■ **GIVEN INSTRUCTION 1**: Copy word for word the section of the photographer's biography that begins with the words containing "A dedicated conservation" and ends with "continue this project.".
■ **GIVEN INSTRUCTION 2**: According to the photographer's biography, what was the subject of Thomas's feature story in National Geographic Magazine?
■ **GIVEN INSTRUCTION 3**: Carry on the photographer's biography of Thomas from its last sentence, keeping the same style.

Thomas began his career photographing Africa’s marine biodiversity and associated conservation issues and produced four books on these subject: Currents of Contrast, Great White Shark, Wild Seas Secret Shores and Lost World. He has since broadened his geographic scope and also works extensively in the Middle East, the wider Indian Ocean region and the Pacific coast of North America. His latest book Sharks and People is currently set for release in 2012 and chronicles the relationship between people and sharks at more than two dozens locations around the world.
A dedicated conservation photographer Thomas believes strongly that photographs are one of the most effective weapons in conservation today. His feature story on manta rays of the Maldives appeared in National Geographic Magazine in 2009 and helped to proclaim a marine reserve and protection for these rays. In 2010 he was part of a small team of photojournalists that traveled to Canada’s Great Bear Rainforest to create a photographic legacy to prevent the construction of an oil pipeline from destroying this unique coastal wilderness forever. He returned in 2011 to continue this project.

■ **INFORMATION SHOWN**:
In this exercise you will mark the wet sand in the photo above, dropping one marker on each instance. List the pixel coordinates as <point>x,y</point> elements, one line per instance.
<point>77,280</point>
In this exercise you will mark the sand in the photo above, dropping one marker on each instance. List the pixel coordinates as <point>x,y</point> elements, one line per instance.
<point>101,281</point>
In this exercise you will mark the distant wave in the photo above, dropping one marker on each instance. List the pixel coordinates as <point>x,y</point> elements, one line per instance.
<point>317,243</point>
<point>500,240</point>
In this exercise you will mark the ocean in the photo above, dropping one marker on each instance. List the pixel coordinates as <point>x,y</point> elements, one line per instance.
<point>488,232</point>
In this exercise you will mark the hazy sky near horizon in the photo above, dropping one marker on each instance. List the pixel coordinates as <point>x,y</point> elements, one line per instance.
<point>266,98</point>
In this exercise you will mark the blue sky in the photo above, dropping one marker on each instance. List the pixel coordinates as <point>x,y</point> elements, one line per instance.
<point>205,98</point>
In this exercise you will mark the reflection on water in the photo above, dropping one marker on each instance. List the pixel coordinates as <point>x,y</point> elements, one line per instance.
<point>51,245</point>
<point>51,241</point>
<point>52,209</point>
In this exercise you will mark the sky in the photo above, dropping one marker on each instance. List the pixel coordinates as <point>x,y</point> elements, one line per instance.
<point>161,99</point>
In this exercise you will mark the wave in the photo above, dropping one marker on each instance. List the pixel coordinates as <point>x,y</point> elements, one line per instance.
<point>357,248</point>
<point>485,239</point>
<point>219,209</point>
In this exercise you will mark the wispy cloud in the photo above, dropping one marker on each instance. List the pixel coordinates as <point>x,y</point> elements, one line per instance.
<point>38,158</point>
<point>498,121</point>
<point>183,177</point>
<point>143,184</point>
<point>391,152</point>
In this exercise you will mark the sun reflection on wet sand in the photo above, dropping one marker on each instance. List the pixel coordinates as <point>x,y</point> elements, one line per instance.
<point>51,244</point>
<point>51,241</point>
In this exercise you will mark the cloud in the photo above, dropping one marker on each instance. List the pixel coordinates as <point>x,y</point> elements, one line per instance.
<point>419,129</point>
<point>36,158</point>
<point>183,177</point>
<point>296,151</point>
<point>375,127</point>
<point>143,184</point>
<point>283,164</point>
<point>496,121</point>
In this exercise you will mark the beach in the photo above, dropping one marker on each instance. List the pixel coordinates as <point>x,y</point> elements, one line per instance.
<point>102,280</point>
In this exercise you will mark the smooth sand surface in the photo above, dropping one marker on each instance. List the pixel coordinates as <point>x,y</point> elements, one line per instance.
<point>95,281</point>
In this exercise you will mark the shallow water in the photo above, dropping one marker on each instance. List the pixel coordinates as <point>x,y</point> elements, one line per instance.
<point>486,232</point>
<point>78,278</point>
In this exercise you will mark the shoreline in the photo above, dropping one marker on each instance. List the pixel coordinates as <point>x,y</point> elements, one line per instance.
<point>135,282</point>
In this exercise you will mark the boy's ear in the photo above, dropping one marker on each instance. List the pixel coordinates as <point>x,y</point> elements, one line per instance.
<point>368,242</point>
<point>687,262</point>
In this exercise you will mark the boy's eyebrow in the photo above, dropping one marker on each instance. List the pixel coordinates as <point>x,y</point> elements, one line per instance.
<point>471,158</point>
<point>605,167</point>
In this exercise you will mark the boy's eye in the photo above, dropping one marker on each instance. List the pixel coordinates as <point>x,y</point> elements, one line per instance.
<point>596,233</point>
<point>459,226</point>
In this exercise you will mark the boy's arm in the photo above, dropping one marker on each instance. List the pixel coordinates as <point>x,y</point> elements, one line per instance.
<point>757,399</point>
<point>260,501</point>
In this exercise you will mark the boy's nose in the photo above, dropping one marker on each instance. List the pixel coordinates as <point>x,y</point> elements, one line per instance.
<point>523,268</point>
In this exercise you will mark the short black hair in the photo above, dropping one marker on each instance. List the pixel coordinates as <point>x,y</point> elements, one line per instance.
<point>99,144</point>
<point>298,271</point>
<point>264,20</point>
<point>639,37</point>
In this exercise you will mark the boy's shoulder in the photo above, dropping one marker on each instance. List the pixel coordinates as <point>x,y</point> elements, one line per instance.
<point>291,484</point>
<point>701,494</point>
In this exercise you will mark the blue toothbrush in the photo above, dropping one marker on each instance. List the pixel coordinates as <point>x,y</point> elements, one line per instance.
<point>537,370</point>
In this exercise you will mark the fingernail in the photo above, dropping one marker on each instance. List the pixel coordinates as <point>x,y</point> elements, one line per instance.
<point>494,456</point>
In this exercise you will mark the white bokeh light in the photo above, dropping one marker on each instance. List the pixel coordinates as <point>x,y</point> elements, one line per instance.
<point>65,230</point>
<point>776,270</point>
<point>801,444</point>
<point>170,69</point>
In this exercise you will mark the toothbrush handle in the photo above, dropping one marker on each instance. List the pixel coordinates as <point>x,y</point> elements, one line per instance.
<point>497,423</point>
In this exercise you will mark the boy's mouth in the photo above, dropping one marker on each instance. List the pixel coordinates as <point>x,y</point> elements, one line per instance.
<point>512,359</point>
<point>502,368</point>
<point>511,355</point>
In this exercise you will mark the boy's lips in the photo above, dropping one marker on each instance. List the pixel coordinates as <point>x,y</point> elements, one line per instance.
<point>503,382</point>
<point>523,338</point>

■ **RESULT 1**:
A dedicated conservation photographer Thomas believes strongly that photographs are one of the most effective weapons in conservation today. His feature story on manta rays of the Maldives appeared in National Geographic Magazine in 2009 and helped to proclaim a marine reserve and protection for these rays. In 2010 he was part of a small team of photojournalists that traveled to Canada’s Great Bear Rainforest to create a photographic legacy to prevent the construction of an oil pipeline from destroying this unique coastal wilderness forever. He returned in 2011 to continue this project.

■ **RESULT 2**: Manta rays of the Maldives.

■ **RESULT 3**:
Thomas believes that the combined force of photojournalists and conservation NGOs is very powerful. In the past he has worked as the official photographer of WWF-SA and the Chief Photographer for the Save our Seas Foundation. He continues working with NGOs on a regular basis, collaborating often with Pacific Wild, the Manta Trust and WWF.
Thomas is a multi-award winning photographer, receiving awards from the BBC/Veolia Wildlife Photographer of the Year, Fujifilm Photographic and Environmental Photographer of the Year competitions. In 2011 he won the nature/environment category of the World Press Photo Awards.